-------- Extracted information --------

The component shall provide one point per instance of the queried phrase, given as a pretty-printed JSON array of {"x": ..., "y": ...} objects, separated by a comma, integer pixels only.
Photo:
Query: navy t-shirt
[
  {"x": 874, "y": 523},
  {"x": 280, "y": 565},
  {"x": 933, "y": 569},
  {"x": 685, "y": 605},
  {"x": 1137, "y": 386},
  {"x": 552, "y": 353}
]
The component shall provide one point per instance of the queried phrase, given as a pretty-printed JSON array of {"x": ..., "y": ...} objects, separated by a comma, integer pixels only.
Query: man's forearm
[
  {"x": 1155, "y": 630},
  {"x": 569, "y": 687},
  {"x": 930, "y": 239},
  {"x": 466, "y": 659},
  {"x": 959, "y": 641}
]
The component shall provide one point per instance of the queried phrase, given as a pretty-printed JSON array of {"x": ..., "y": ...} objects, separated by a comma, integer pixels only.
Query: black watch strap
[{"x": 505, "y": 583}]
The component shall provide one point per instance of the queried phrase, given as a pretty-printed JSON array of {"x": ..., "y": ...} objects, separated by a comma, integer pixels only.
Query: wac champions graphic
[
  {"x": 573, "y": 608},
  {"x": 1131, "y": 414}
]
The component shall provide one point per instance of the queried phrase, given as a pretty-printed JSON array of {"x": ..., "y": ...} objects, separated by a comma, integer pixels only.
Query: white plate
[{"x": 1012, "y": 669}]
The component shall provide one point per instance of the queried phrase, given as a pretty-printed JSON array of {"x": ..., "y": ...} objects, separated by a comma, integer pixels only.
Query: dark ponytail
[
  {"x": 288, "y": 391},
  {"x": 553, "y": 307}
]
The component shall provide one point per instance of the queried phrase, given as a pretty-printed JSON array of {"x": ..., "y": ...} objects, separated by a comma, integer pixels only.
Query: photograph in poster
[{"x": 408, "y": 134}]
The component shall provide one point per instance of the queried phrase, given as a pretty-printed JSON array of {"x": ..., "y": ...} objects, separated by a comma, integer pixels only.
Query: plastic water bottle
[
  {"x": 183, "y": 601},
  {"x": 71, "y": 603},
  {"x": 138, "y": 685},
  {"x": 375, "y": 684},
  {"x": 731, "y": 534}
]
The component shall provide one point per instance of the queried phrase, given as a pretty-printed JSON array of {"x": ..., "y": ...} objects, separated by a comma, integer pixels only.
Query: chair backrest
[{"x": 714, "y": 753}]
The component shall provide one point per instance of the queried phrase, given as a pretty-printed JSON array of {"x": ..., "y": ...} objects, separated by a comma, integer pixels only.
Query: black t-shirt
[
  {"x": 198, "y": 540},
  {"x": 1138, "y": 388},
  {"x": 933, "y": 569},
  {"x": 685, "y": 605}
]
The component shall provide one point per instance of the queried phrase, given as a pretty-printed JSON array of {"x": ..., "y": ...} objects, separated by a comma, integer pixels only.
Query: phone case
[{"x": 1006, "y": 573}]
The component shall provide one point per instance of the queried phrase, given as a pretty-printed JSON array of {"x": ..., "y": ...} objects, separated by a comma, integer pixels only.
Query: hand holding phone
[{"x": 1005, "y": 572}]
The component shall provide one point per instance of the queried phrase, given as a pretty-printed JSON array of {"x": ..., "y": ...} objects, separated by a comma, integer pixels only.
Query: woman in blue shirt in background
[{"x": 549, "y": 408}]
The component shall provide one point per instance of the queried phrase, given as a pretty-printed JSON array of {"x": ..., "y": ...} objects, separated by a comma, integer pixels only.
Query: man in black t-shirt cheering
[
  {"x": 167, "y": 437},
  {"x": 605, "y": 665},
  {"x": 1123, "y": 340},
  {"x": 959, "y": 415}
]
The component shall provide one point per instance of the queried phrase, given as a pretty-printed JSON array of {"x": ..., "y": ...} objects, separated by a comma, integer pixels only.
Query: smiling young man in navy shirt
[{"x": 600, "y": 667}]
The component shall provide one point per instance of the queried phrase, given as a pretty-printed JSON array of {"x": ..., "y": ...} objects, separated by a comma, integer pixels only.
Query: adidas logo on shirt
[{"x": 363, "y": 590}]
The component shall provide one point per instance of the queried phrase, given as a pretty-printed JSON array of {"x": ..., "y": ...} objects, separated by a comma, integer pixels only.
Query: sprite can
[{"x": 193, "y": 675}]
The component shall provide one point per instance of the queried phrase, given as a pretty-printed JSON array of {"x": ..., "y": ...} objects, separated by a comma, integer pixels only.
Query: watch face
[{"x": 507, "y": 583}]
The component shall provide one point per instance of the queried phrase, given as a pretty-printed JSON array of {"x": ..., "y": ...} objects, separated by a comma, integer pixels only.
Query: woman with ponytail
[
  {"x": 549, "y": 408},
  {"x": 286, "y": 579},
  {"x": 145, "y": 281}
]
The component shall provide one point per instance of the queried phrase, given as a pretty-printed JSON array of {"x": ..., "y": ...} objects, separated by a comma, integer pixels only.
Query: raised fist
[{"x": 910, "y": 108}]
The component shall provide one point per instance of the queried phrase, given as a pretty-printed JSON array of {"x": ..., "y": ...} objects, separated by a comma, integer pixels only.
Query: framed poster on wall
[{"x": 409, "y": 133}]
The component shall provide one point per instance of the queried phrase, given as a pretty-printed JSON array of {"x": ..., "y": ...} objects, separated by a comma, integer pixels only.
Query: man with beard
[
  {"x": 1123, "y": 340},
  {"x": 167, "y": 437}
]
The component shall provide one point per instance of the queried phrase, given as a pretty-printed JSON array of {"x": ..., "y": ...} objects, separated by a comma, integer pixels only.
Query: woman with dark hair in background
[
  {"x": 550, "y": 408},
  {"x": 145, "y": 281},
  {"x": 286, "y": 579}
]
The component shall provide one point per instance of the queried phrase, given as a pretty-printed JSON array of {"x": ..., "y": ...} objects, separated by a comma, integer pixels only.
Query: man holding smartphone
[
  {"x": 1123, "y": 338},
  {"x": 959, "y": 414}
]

--------
-------- Extracted information --------

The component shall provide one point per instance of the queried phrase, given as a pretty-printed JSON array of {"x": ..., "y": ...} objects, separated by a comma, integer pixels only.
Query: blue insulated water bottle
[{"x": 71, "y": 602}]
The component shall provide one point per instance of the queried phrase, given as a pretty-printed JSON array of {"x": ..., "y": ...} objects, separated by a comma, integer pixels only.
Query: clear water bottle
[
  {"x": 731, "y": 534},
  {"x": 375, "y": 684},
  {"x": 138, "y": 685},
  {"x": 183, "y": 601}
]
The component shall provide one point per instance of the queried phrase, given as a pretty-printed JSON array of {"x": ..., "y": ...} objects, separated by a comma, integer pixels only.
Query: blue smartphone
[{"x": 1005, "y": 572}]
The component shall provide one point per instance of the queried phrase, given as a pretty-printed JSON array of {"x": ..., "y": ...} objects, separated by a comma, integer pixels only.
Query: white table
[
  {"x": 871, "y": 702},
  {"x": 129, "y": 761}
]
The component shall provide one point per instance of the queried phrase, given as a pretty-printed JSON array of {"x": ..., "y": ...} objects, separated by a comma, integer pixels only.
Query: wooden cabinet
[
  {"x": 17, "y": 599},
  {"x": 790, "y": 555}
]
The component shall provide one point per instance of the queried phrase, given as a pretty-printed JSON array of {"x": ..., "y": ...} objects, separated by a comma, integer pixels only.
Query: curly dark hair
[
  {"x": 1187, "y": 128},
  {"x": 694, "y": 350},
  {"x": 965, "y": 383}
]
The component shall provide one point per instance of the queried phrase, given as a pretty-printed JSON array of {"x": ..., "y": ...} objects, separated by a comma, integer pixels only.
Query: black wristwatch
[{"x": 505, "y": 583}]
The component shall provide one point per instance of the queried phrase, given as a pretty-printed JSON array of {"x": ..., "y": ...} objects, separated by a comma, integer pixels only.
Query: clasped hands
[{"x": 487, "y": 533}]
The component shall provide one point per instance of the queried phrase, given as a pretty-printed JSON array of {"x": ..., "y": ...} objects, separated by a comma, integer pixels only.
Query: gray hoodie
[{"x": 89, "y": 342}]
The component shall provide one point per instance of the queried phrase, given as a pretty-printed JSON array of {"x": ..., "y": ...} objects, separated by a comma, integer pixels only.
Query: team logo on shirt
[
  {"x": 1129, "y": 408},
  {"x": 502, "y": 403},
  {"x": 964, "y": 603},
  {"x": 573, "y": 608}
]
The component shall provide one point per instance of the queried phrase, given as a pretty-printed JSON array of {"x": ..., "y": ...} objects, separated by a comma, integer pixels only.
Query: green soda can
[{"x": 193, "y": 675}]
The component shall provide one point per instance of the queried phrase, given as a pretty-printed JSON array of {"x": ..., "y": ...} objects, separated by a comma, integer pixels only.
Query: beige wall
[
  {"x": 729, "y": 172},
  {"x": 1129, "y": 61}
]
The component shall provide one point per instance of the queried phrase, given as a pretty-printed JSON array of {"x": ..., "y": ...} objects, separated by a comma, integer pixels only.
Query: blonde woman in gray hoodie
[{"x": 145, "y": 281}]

--------
-------- Extracted information --------

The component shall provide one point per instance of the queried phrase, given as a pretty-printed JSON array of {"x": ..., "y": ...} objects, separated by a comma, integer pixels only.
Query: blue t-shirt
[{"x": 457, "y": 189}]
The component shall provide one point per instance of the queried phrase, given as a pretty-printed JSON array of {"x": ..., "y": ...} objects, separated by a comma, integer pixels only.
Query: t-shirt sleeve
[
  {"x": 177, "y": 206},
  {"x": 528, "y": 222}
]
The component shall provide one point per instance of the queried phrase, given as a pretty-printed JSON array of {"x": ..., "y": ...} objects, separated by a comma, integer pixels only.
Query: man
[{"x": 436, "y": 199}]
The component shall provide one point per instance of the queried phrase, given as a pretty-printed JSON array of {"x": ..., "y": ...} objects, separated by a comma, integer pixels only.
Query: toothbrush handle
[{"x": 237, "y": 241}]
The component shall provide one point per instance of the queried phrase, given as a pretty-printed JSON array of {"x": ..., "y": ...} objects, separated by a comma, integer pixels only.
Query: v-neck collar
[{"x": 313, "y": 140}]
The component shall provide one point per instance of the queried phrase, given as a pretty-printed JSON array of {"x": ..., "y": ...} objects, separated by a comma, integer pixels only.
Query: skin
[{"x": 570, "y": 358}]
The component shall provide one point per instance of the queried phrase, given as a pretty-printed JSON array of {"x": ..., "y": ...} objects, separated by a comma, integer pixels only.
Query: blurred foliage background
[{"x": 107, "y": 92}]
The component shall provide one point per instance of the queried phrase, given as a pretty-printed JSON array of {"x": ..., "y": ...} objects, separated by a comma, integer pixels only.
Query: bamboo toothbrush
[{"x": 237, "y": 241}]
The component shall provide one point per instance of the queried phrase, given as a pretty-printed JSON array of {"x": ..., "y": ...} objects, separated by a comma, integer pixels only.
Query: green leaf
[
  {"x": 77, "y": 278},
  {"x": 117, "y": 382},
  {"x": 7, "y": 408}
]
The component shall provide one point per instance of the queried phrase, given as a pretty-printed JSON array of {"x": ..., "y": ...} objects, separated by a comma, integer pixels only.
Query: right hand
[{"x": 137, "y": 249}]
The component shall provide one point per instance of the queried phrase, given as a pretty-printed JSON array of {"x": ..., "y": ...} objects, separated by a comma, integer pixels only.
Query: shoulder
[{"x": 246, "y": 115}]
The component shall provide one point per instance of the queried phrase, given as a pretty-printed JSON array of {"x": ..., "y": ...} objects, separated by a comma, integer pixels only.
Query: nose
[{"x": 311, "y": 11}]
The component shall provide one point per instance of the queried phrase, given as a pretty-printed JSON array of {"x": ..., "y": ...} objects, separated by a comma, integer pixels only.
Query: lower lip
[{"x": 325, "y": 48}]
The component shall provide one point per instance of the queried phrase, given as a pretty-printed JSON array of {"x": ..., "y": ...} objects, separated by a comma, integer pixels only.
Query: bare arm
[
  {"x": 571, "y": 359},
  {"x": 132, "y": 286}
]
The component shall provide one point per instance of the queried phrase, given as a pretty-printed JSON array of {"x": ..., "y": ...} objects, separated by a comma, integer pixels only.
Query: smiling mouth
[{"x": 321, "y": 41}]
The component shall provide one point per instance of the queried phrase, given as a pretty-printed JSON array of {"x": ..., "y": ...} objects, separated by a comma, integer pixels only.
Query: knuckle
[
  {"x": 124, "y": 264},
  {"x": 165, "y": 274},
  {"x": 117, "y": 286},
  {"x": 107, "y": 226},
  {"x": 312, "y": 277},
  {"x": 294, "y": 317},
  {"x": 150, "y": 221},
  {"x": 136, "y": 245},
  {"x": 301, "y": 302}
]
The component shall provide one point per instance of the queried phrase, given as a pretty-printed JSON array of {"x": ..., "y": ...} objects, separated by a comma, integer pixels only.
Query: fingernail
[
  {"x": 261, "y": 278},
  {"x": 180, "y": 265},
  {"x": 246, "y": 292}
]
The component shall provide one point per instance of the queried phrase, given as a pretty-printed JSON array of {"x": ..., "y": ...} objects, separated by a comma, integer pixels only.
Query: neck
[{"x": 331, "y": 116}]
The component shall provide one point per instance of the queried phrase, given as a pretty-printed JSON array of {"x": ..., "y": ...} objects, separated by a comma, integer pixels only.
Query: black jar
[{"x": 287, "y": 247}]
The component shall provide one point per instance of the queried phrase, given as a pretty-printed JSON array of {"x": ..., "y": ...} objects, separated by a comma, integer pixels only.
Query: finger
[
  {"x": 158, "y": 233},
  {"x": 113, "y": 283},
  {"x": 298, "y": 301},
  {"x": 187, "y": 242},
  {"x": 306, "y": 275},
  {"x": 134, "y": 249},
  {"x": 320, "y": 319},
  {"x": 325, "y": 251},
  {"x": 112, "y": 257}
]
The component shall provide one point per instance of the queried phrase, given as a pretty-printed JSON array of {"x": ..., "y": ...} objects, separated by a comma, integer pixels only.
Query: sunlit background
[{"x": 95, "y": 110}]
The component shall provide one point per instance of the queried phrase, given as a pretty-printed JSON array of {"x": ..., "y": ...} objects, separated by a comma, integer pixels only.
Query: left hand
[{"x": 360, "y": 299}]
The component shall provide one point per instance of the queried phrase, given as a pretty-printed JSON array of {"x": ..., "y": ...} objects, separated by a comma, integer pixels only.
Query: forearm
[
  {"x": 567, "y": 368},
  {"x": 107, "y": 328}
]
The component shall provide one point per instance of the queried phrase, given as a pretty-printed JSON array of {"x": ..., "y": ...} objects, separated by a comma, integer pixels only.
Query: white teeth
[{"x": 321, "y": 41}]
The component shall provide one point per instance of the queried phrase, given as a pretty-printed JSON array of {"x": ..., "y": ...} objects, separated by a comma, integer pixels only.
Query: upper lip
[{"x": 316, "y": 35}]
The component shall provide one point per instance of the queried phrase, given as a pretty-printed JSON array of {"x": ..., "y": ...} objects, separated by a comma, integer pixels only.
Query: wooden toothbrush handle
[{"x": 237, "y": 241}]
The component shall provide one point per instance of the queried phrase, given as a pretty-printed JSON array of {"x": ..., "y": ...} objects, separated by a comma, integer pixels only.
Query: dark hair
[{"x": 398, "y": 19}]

--------

- What to do:
Gather every line of the items above that contains the word "poster", and copy each one in full. Case counts.

- Finished task:
Query: photograph in poster
Query: framed poster on wall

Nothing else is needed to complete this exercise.